- _EXCERPT PROVIDED_
^^^^^^^^^^^^^^^^

Postgres-XL High Availability (HA) provides resource agents for GTM, coordinator, and datanode to manage them through Pacemaker. Postgres-XL administrators may use Postgres-XL HA to configure automatic failover in order to minimize downtime.
This documentation explains how to install and configure Postgres-XL and Postgres-XL HA on an example cluster. The cluster has 4 nodes; 1 node (t1) for a GTM, 1 node (t2) for a coordinator, and 2 nodes (t3, t4) for datanodes.
On each node, software packages for building Postgres-XL and cluster software packages (i.e., Pacemaker, Corosync, and PCS) should be installed.
First, install software packages for building Postgres-XL.
$ yum install wget gcc readline-devel zlib-devel flex bison
Then, install cluster software packages along with various resource agents and fence agents.
$ yum install pacemaker pcs resource-agents fence-agents-all
On each node, execute the following commands to start the pcsd
service and to enable pcsd
at system start.
$ systemctl start pcsd.service
$ systemctl enable pcsd.service
And, for convenience, add the following lines to the /etc/hosts
file in each node to associate IP addresses with hostnames. The IP addresses used below should be replaced with the actual IP addresses depending on the administrator's network environment.
192.168.56.11 t1
192.168.56.12 t2
192.168.56.13 t3
192.168.56.14 t4
This documentation assumes that the firewall for each node is disabled.
To build and install Postgres-XL, a new user, postgres
, will be used. Run the following commands as a root on each node to create the user and change the password.
$ useradd postgres
$ passwd postgres
After creating the user, login as postgres
on node t1 and run the following commands to build and install Postgres-XL.
In this documentation, Postgres-XL 9.5r1.5 is used. Other versions are available at here.
$ mkdir -p $HOME/pgxl/src
$ cd $HOME/pgxl/src
$ wget http://files.postgres-xl.org/postgres-xl-9.5r1.5.tar.gz
$ tar -xzf postgres-xl-9.5r1.5.tar.gz
$ cd postgres-xl-9.5r1.5
$ ./configure --prefix=$HOME/pgxl
$ make install-world
If Postgres-XL is installed successfully, append the following lines to the $HOME/.bashrc
file to add Postgres-XL's binary and library paths to $PATH
and $LD_LIBRARY_PATH
environment variables respectively. If an administrator logins as postgres
next time, those environment variables will be set.

^^^^^^^^^^^^^^^^

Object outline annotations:

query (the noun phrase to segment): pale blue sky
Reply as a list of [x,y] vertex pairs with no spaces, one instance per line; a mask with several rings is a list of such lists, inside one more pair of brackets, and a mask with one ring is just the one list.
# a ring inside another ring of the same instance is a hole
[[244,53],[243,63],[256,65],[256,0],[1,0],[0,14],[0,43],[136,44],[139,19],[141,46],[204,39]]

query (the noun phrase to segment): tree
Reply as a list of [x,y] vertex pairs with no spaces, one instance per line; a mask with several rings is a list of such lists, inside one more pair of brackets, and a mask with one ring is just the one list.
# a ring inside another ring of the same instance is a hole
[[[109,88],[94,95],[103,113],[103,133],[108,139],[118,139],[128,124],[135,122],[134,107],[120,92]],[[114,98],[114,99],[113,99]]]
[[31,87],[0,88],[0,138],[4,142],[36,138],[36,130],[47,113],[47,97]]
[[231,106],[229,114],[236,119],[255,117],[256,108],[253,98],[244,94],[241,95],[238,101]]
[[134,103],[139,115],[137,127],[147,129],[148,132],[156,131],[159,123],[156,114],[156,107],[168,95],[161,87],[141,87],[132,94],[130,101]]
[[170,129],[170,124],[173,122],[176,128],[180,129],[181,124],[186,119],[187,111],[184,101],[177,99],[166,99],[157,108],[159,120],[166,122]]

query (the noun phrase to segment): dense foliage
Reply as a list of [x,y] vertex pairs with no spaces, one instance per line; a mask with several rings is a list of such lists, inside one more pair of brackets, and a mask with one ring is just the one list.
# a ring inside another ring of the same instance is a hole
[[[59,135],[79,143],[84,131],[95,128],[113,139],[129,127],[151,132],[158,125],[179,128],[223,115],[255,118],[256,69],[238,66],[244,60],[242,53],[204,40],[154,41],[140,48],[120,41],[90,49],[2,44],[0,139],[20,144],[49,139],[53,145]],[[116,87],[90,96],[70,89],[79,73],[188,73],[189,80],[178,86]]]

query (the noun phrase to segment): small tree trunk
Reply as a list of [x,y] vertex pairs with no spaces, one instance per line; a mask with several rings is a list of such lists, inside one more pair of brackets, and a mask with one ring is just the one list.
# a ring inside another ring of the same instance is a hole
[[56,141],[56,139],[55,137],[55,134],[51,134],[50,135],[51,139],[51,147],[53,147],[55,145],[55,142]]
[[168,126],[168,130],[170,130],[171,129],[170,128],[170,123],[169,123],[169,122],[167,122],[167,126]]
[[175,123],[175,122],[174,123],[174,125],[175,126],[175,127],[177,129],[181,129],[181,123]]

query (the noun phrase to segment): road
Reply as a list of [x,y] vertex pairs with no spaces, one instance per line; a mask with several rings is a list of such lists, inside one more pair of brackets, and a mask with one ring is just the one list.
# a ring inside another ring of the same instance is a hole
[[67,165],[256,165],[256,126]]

^^^^^^^^^^^^^^^^

- _EXERCISE_
Return a verbatim copy of the portion of the Postgres-XL HA guide above that begins at the words "To build and install Postgres-XL, a" and stops after "available at here.".

- _SOLVED PROBLEM_
To build and install Postgres-XL, a new user, postgres
, will be used. Run the following commands as a root on each node to create the user and change the password.
$ useradd postgres
$ passwd postgres
After creating the user, login as postgres
on node t1 and run the following commands to build and install Postgres-XL.
In this documentation, Postgres-XL 9.5r1.5 is used. Other versions are available at here.